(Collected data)
═══
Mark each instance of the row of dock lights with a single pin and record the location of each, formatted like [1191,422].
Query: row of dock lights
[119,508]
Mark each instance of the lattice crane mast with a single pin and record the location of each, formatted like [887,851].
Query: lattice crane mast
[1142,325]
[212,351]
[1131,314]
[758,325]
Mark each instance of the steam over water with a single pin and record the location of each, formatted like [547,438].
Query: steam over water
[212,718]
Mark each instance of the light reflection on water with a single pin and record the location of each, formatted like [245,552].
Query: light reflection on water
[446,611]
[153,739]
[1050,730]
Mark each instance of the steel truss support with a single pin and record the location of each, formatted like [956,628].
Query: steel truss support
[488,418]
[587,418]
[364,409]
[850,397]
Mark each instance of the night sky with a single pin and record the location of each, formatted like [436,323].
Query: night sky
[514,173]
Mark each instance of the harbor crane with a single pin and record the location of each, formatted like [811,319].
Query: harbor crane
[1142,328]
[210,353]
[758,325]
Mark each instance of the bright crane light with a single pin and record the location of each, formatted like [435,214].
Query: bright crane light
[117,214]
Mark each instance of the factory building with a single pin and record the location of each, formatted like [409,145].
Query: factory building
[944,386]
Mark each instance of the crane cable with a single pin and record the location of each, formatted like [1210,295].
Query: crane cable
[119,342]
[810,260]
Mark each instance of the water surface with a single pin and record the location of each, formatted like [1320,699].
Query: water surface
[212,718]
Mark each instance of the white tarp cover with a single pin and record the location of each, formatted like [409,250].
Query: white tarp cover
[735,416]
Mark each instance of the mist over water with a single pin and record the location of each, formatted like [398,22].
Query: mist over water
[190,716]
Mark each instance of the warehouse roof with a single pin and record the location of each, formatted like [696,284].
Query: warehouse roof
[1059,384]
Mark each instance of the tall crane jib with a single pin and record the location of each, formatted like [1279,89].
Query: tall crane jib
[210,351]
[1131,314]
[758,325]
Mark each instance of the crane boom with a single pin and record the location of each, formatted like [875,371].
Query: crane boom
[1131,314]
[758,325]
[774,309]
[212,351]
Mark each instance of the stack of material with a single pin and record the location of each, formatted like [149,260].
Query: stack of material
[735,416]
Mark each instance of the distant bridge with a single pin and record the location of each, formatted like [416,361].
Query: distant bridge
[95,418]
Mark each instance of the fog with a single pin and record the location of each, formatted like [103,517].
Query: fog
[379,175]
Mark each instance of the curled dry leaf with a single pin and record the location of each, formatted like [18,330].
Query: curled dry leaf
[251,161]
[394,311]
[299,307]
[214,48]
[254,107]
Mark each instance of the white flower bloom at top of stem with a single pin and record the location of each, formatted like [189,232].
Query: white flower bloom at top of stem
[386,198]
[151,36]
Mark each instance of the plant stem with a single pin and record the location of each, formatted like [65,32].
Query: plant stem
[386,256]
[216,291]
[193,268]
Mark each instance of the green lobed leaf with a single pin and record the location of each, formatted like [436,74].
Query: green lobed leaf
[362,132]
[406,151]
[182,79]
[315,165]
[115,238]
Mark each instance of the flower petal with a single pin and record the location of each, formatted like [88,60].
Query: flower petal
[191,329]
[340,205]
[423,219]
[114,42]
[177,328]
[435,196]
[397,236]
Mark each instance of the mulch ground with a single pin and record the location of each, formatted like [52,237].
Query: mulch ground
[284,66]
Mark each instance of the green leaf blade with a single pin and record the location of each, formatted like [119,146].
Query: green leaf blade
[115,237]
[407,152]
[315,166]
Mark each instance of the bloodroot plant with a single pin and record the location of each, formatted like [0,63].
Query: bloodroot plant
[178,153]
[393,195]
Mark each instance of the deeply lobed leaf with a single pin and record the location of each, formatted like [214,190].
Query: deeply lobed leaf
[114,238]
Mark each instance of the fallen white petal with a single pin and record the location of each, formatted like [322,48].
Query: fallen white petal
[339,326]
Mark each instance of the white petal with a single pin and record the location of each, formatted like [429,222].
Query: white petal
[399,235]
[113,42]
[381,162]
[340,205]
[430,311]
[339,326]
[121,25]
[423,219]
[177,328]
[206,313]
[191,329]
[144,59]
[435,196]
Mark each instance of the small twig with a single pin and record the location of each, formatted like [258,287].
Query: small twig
═══
## WHAT IS EXPECTED
Reproduce all of the data above line for line, without changing a single character.

## SOLUTION FOR THIS PROBLEM
Mark each instance of the row of dock lights with a single pin and record the location of each, formatted like [1191,422].
Query: row of dock lights
[119,508]
Mark each instance of the lattice crane mast with a single pin and record the location of each, formatted like [887,851].
Query: lattice crane mast
[1142,325]
[212,351]
[1131,314]
[758,325]
Mark each instance of the steam over water with a single pin and record the location of each, formatted like [547,438].
Query: steam over water
[212,718]
Mark each instance of the light reflection on water with a single pin and record the location of each, formatted like [245,552].
Query: light reflection on water
[446,611]
[153,739]
[1050,730]
Mark each instance of the steel truss support with a single pin and record the location of each, formatted like [956,628].
Query: steel truss support
[488,418]
[587,418]
[364,409]
[850,397]
Mark each instance of the night sky with a single pin and record the location of each, formatted like [436,323].
Query: night sky
[514,173]
Mark each instance of the harbor crane with a single pin and record the location of each, formatted like [811,319].
Query: harbor crane
[1142,328]
[210,353]
[758,325]
Mark each instance of the bright crane light with a single pin and record the location of each, formatted like [435,214].
Query: bright crane light
[117,214]
Mark each instance of the factory building with a single pin and record the location of each, formatted like [409,145].
Query: factory building
[944,386]
Mark each instance of the crane cable with a single pin and record the location of each, formatted like [1210,295].
Query: crane cable
[119,342]
[810,260]
Mark each instance of the water surface with a single pin and record the location of each, formatted like [1320,699].
Query: water surface
[212,718]
Mark each instance of the white tarp cover with a single pin and record the location of each, formatted like [409,250].
Query: white tarp cover
[735,416]
Mark each instance of the mist over water with a single pin and record the location of each, formatted like [398,22].
Query: mist over water
[190,716]
Mark each instance of the warehouse roof with a single pin and record the location of each, formatted like [696,284].
Query: warehouse roof
[1059,384]
Mark each instance of the tall crane jib with a single pin and record the location of each, formatted like [1279,89].
Query: tall crane jib
[210,351]
[1131,314]
[758,325]
Mark each instance of the crane boom with a single pin and record the location of each, formatted like [875,371].
Query: crane boom
[1131,314]
[758,325]
[774,309]
[212,351]
Mark each instance of the stack of material with a single pin and record the location of each, formatted like [149,260].
Query: stack of material
[735,416]
Mark each instance of the distant bridge with a single pin and record the location of each, formatted like [416,361].
Query: distant bridge
[95,418]
Mark each instance of the fog with a single pin and record the location of each, formatted like [103,517].
Query: fog
[379,175]
Mark each instance of the curled dry leaf with a single pin and record the location of each, formatted like [18,330].
Query: curled dry leaf
[251,161]
[394,311]
[299,307]
[214,48]
[254,107]
Mark each instance of the white flower bloom at top of stem with a single pin and record the location of each, formatted like [189,232].
Query: white flower bloom at top of stem
[386,198]
[151,36]
Mark each instance of the plant stem with a single pin and record the location of each, formatted like [65,32].
Query: plant stem
[386,256]
[216,291]
[193,268]
Mark each instance of the green lobed leaf with a single pin and record the location of each, formatted like [436,74].
Query: green lobed leaf
[362,132]
[406,151]
[182,79]
[315,165]
[115,238]
Mark each instance of the flower petal with a single pin and record the location of each, formatted like [88,60].
Query: flower petal
[191,329]
[340,205]
[423,219]
[114,42]
[177,328]
[435,196]
[397,236]
Mark each instance of the mulch ground with a single pin and record the location of each, formatted like [52,237].
Query: mulch ground
[284,66]
Mark each instance of the green leaf blade with a single pin and record the location of each, formatted like [119,146].
Query: green leaf blade
[115,237]
[407,152]
[315,166]
Mark each instance of the bloodroot plant with a single pin and record the location of each, formatted like [0,63].
Query: bloodroot plant
[178,153]
[393,195]
Mark each instance of the deeply lobed leaf with a single pin and record the location of each, formatted like [214,190].
Query: deeply lobed leaf
[114,238]
Mark each instance of the fallen white petal with a single pin and record the location of each, formatted like [322,48].
Query: fallen white petal
[339,326]
Mark each instance of the white petal with a single pin and record the location of each, formatted like [429,222].
Query: white petal
[399,235]
[113,42]
[381,162]
[340,205]
[430,311]
[339,326]
[121,25]
[423,219]
[177,328]
[206,313]
[191,329]
[144,59]
[435,196]
Mark each instance of the small twig with a single pin and record the location of each, formatted like [258,287].
Query: small twig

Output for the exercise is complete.